[WHAT YOU ARE ASKED TO DO] Repeat the whole listing, keeping every word and every line intact.
----
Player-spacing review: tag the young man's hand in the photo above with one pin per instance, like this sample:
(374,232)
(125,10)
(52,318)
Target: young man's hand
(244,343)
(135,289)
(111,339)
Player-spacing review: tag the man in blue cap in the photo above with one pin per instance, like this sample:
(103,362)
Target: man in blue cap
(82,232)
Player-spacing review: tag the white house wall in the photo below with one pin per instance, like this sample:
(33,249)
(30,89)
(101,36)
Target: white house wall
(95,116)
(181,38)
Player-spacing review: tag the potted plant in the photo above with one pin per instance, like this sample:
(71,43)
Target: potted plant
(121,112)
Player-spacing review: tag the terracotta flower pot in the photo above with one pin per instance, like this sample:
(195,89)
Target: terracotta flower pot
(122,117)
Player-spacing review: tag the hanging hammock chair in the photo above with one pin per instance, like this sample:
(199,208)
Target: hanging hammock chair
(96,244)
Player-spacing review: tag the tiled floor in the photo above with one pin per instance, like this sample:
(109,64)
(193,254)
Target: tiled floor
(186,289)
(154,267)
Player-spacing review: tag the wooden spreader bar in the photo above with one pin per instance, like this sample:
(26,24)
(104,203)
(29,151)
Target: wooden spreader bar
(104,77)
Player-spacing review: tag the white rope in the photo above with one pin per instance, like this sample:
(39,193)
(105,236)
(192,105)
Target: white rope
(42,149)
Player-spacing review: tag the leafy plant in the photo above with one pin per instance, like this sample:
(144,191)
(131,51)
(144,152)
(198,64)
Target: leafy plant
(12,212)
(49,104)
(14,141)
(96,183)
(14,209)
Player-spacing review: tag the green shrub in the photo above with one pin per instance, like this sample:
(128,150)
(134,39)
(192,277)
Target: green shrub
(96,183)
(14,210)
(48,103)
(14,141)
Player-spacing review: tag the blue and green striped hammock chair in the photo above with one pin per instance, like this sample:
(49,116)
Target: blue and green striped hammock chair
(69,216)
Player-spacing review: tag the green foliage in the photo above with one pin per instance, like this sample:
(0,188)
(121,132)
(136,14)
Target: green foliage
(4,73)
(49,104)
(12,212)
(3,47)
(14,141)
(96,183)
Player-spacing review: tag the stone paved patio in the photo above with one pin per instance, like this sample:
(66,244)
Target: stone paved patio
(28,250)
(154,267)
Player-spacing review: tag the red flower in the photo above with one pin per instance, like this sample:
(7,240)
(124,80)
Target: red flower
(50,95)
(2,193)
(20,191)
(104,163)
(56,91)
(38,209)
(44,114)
----
[EXERCISE ANSWER]
Player-spacing review: tag the young man's hand in the photo above with one pin per instance, like this sample:
(374,232)
(125,10)
(52,318)
Target: young man's hand
(244,343)
(135,289)
(111,339)
Player-spacing review: tag the man in blue cap in the photo above with one pin per instance, like this sample:
(103,362)
Target: man in blue cap
(82,232)
Player-spacing review: tag the white house wall in the photo below with one pin per instance, like this sample:
(33,249)
(30,89)
(101,36)
Target: white house wall
(95,116)
(181,38)
Player-spacing review: tag the potted plant in the photo above with one pin per instance, like this sample:
(71,43)
Target: potted plant
(121,112)
Player-spacing review: tag the terracotta flower pot in the photo above with one pin per instance, like this sample:
(195,89)
Target: terracotta flower pot
(122,117)
Player-spacing review: tag the hanging hammock chair in the photo above with one pin per instance, like this sample:
(199,208)
Target: hanging hammock chair
(96,244)
Player-spacing review: tag the tiled floor in the photo above with one pin per instance, like this sample:
(109,64)
(193,254)
Target: tiled floor
(186,289)
(154,267)
Player-spacing review: tag the wooden spreader bar in the photo above with one pin per instance, like this sample:
(26,24)
(104,203)
(29,151)
Target: wooden spreader bar
(104,77)
Player-spacing review: tag the white rope in the photo above with one pin per instance, like this sample:
(39,193)
(105,236)
(192,105)
Target: white rope
(42,149)
Player-spacing review: tag the leafy plant in the photo above with one pin per instance, like this sample:
(144,191)
(131,51)
(144,152)
(198,64)
Target: leafy plant
(12,212)
(49,104)
(14,141)
(96,183)
(14,209)
Player-spacing review: tag the green shrub in the photo above with one pin per instance, like this sample:
(128,150)
(134,39)
(192,277)
Target: green shrub
(96,183)
(14,210)
(48,103)
(14,141)
Player-spacing review: tag the blue and green striped hammock chair in the photo above with one pin per instance, like this sample:
(49,116)
Target: blue and green striped hammock chair
(69,216)
Player-spacing review: tag the green foliage in the photo above with one pin per instance, like this sample:
(0,188)
(121,132)
(136,14)
Target: green foliage
(4,73)
(49,104)
(12,212)
(3,47)
(14,141)
(96,183)
Player-spacing review: tag the stone paved patio in the photo above with one pin per instance, like this sample:
(66,244)
Target: stone paved patio
(28,250)
(154,267)
Player-spacing review: tag the red flower in the photo above with one pin per instance, like this sample:
(7,240)
(124,80)
Target: red flower
(50,95)
(2,193)
(20,191)
(104,163)
(56,91)
(38,209)
(44,114)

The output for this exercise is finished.